Apply what you read -
• A. According to the history of the New Iberia Research Center, in what year did Gulf South Research Institute stop its biological research activities?
• B. Copy the stretch of the New Iberia Research Center history from "Our History" through "contract support facility.".
• C. Write the next part of the New Iberia Research Center history, picking up after its final sentence.

Source passage -
# # #

Our History
The University of Louisiana at Lafayette-New Iberia Research Center is located on a former naval base outside of New Iberia, Louisiana, which is 30 miles south of Lafayette. The base was built in the 1950s and closed in the 1960s, when the land was donated to Iberia Parish to promote economic growth.
Gulf South Research Institute (GSRI) began the Life Science Division at the site and focused primarily on rodent animal models. Some primates were housed there as well. In 1984, GSRI discontinued its biological research activities and UL Lafayette (then the University of Southwestern Louisiana) redefined the nature of the facility and created the New Iberia Research Center, operating a Primate Research Center as a contract support facility.
At that time, the primary focus of the Center was to provide private industry and the federal government with a reliable source of native born, quality bred non-human primates. In 1990, University of Louisiana at Lafayette New Iberia Research Center expanded its mission by providing pre-clinical safety, pharmacodynamic, pharmacokinetic, and efficacy evaluations of pharmaceuticals and biotechnology products.

# # #

Records shown -

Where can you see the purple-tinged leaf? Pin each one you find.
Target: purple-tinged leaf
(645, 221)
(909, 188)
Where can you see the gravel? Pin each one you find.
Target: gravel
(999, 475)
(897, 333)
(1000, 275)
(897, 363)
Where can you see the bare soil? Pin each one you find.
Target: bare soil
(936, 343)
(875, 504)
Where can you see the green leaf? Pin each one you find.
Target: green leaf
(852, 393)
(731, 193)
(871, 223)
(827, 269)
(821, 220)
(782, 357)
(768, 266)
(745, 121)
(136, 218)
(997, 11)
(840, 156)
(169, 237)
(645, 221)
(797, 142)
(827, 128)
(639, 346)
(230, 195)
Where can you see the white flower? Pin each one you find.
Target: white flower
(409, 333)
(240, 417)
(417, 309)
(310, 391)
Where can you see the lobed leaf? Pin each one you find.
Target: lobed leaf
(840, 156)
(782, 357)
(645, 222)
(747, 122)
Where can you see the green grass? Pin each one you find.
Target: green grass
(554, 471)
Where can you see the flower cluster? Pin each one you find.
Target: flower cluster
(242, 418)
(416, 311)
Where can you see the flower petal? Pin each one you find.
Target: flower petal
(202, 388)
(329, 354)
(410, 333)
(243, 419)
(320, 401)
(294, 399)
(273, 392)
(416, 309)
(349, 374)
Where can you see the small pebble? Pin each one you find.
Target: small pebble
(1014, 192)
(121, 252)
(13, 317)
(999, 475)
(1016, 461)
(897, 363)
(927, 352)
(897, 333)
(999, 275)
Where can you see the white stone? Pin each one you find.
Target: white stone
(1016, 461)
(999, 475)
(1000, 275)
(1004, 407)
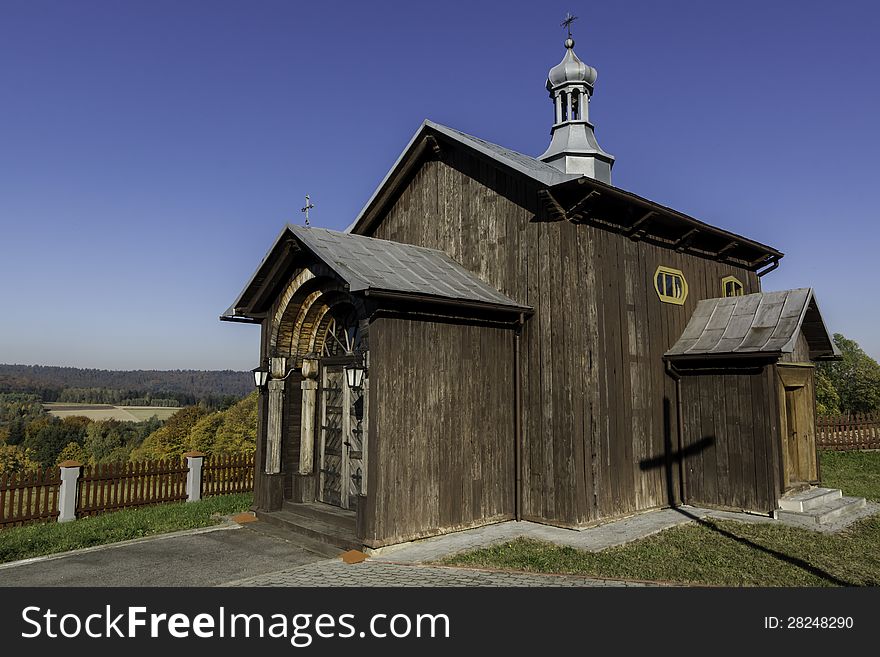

# # #

Answers to this exercise -
• A. 1984

• B.
Our History
The University of Louisiana at Lafayette-New Iberia Research Center is located on a former naval base outside of New Iberia, Louisiana, which is 30 miles south of Lafayette. The base was built in the 1950s and closed in the 1960s, when the land was donated to Iberia Parish to promote economic growth.
Gulf South Research Institute (GSRI) began the Life Science Division at the site and focused primarily on rodent animal models. Some primates were housed there as well. In 1984, GSRI discontinued its biological research activities and UL Lafayette (then the University of Southwestern Louisiana) redefined the nature of the facility and created the New Iberia Research Center, operating a Primate Research Center as a contract support facility.

• C.
Over the years, much growth and improvement to the facilities have occurred including the most recent construction of two new automated research buildings. The center has been given to the development of suitable living quarters for the approximately 6,000 non-human primate residents of the facility, support staff of approximately 189 individuals, and a 118-acre site including 440,149 square feet of animal support facilities.
New Iberia Research Center began retiring chimpanzees from research in 2015 prior to reclassification under the Endangered Species Act. In 2016 an announcement between Project Chimps, a nonprofit organization and the University's New Iberia Research Center reached an agreement to relocate 220 retired research chimpanzees to its new sanctuary in northern Georgia. The Summer 2016 transport included a small group of NIRC-owned chimps to the Project Chimps 236-acre sanctuary in Blue Ridge, Georgia. All NIRC chimpanzees will be moved in social groups that will include up to 10 chimpanzees to the sanctuary over the next several years.